Rows of box annotation data:
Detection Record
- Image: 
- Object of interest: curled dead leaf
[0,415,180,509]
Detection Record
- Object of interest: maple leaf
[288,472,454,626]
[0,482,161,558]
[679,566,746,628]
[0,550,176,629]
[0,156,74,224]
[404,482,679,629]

§ Directions for this task
Write out these lines exactly as they appear in the items, from start to finish.

§ Solution for this task
Detection Record
- Image: 
- Object of interest: curled dead leaf
[0,415,180,509]
Detection Record
- Object of interest: maple leaf
[288,472,454,626]
[0,482,161,558]
[679,566,746,628]
[0,550,176,629]
[0,156,74,224]
[404,482,679,629]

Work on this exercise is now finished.